EXERCISE SET |
1 – Reproduce verbatim the passage of the Afternoon Tea event listing that starts with "The Afternoon Tea is" and goes on through "of Yulanda Faris.".
2 – Carry on writing the Afternoon Tea event listing from the point where it stops.

SOURCE DOCUMENT |
▬▬▬

2024 Festival:
October 21–27

84. The Afternoon Tea

84. The Afternoon Tea

The Afternoon Tea is always special: a chance to immerse in readings from a lineup of bestselling, award-winning and celebrated authors while savouring a high tea selection of treats with friends. This year, we present Jamaluddin Aram (Nothing Good Happens in Wazirabad on Wednesday), Carmen Boullosa (The Book of Eve), Michael Crummey (The Adversary), Elizabeth Hay (Snow Road Station), Emma Hooper (We Should Not Be Afraid of the Sky), Darrel J. McLeod (A Season in Chezgh’un). Hosted by Bill Richardson.

Generously sponsored by the Faris Family in memory of Yulanda Faris.

Event Participants:

Jamaluddin Aram

JAMALUDDIN ARAM is a documentary filmmaker, producer, and writer from Kabul, Afghanistan. Jamaluddin’s short story “This Hard Easy Life” was a finalist for RBC Bronwen Wallace Award for Emerging Writers in 2020. He was mentored by Michael Christie for the Writers’ Trust of Canada Mentorship program, and lives in Toronto.

Emerging Authors presented thanks to the support of RBC

Carmen Boullosa

CARMEN BOULLOSA is one of Mexico's leading novelists, poets, and playwrights. She has published over a dozen novels, three of which have been published by Deep Vellum in English translation. Boullosa has received numerous prizes and honors, including a Guggenheim fellowship. Also a poet, playwright, essayist, and cultural critic, Boullosa is a Distinguished Lecturer at City College of New York, and her books have been translated into Italian, Dutch, German, French, Portuguese, Chinese, and Russian. Other novels translated into English include Before (tr. Peter Bush, Deep Vellum, 2016), Heavens On Earth (tr. Shelby Vincent, Deep Vellum, 2017) and The Book of Anna (tr. Samantha Schnee, Coffee House Press, 2020).

Michael Crummey

MICHAEL CRUMMEY is author of the memoir Newfoundland: Journey into a Lost Nation; seven books of poetry, including Arguments with Gravity, winner of the Writers' Alliance of Newfoundland and Labrador Book Award for Poetry; and the short fiction collection Flesh and Blood. His first novel, River Thieves, was a finalist for the Scotiabank Giller Prize. His novels The Wreckage, Galore, and Sweetland were all national bestsellers. Michael Crummey's most recent novel, The Innocents, was a finalist for the Scotiabank Giller Prize, the Rogers Writers' Trust Fiction Prize and the Governor General's Literary Award. Michael Crummey lives in St. John's, Newfoundland.

▬▬▬

EXCERPTED RECORDS |

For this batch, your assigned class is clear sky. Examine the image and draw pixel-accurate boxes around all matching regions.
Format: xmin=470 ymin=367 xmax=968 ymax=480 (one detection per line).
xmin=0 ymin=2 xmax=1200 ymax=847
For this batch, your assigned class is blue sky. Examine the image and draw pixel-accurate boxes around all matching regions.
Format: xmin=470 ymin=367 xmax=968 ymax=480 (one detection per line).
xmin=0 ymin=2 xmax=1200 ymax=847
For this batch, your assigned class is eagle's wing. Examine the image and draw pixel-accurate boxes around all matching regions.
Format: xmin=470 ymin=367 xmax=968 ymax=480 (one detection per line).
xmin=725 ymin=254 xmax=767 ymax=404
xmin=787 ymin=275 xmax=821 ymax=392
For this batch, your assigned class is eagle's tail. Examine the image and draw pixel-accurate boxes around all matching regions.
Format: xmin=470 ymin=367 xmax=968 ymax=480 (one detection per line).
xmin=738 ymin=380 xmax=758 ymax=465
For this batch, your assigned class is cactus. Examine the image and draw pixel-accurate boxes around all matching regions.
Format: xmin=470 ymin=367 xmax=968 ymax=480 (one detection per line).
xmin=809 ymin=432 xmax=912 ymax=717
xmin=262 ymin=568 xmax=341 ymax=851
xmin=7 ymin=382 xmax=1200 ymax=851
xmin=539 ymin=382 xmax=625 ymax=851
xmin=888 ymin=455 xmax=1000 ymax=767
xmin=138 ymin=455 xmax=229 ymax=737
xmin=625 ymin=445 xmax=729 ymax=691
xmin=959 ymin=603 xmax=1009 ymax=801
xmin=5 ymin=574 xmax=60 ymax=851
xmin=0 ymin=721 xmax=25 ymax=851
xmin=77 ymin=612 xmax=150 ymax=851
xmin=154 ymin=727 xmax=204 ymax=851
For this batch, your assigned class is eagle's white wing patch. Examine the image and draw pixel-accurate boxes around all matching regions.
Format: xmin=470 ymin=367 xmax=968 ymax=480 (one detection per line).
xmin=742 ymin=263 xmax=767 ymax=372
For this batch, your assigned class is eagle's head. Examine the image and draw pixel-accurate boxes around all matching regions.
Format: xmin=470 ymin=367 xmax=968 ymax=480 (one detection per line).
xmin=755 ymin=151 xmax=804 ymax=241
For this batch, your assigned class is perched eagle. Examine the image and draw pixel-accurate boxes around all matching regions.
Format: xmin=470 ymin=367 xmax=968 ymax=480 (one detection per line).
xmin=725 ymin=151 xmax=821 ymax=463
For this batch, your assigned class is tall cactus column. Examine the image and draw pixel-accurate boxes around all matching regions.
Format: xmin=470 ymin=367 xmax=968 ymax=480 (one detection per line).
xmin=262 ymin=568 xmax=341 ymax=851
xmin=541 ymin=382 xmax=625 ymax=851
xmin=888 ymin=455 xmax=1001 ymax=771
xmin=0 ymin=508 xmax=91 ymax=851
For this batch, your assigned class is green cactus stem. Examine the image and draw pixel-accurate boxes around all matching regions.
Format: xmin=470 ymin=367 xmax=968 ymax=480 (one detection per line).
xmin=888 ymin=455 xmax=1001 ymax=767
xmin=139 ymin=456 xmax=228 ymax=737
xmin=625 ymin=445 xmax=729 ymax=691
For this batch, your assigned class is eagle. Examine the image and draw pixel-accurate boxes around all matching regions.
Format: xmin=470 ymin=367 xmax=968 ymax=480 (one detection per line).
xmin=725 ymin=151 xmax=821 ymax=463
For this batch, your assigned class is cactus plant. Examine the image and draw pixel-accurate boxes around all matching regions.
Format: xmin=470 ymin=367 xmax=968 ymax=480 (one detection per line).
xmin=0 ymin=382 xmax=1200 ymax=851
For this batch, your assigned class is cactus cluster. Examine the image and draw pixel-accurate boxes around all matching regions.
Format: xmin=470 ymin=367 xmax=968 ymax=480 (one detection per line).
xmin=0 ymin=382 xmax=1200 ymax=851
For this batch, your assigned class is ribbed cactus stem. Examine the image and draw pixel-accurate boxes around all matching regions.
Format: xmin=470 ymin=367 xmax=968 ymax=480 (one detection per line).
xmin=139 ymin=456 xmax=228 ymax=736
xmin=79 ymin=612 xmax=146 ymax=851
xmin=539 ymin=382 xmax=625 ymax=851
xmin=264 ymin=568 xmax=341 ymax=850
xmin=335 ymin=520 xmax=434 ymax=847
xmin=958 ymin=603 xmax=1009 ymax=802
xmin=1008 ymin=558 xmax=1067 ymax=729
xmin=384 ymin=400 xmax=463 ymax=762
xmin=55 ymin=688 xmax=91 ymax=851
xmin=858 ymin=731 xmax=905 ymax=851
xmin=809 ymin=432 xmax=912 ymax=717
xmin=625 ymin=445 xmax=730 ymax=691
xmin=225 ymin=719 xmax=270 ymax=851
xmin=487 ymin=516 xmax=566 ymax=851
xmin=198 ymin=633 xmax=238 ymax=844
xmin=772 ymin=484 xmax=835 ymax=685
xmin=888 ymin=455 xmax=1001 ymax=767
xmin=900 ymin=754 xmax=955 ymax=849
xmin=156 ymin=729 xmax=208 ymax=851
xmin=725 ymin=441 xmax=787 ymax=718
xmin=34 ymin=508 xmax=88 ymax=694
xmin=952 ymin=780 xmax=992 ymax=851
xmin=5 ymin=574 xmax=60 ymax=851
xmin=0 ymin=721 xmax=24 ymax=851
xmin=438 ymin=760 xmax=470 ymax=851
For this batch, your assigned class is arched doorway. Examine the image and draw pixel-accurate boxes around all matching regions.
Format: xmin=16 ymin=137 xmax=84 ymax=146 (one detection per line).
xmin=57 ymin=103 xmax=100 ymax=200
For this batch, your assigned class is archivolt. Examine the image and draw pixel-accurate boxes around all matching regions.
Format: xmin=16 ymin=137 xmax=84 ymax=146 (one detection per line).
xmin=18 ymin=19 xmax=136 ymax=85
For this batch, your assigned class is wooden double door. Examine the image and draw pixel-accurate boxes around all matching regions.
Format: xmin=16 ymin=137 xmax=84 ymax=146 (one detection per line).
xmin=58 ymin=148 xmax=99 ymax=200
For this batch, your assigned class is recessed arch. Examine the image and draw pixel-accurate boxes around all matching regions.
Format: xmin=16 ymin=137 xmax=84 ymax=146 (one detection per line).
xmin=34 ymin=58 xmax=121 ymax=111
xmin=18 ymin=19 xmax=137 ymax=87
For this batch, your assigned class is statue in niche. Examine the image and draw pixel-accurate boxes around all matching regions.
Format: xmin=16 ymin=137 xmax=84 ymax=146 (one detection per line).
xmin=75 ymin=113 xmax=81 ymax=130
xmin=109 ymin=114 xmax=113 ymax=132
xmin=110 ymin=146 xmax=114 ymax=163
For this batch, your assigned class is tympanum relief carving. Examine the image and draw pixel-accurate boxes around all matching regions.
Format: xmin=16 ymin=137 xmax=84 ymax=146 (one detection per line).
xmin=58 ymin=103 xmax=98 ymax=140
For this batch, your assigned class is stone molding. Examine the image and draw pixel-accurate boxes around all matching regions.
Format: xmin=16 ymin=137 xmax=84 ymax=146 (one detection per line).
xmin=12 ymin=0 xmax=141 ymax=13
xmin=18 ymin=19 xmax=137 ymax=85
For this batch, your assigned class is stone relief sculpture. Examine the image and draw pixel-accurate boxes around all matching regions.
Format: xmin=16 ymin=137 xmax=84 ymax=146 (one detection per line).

▬▬▬

WRITTEN ANSWERS |
1 –
The Afternoon Tea is always special: a chance to immerse in readings from a lineup of bestselling, award-winning and celebrated authors while savouring a high tea selection of treats with friends. This year, we present Jamaluddin Aram (Nothing Good Happens in Wazirabad on Wednesday), Carmen Boullosa (The Book of Eve), Michael Crummey (The Adversary), Elizabeth Hay (Snow Road Station), Emma Hooper (We Should Not Be Afraid of the Sky), Darrel J. McLeod (A Season in Chezgh’un). Hosted by Bill Richardson.

Generously sponsored by the Faris Family in memory of Yulanda Faris.

2 –
Elizabeth Hay

ELIZABETH HAY is the Giller Prize-winning author of six novels, including Late Nights on Air, His Whole Life, and A Student of Weather. Her memoir All Things Consoled won the Hilary Weston Writers’ Trust Prize for Nonfiction; her story collection Small Change was shortlisted for the Governor General’s Literary Award for Fiction. A former radio broadcaster, she spent a number of years in Mexico and New York City, and makes her home in Ottawa.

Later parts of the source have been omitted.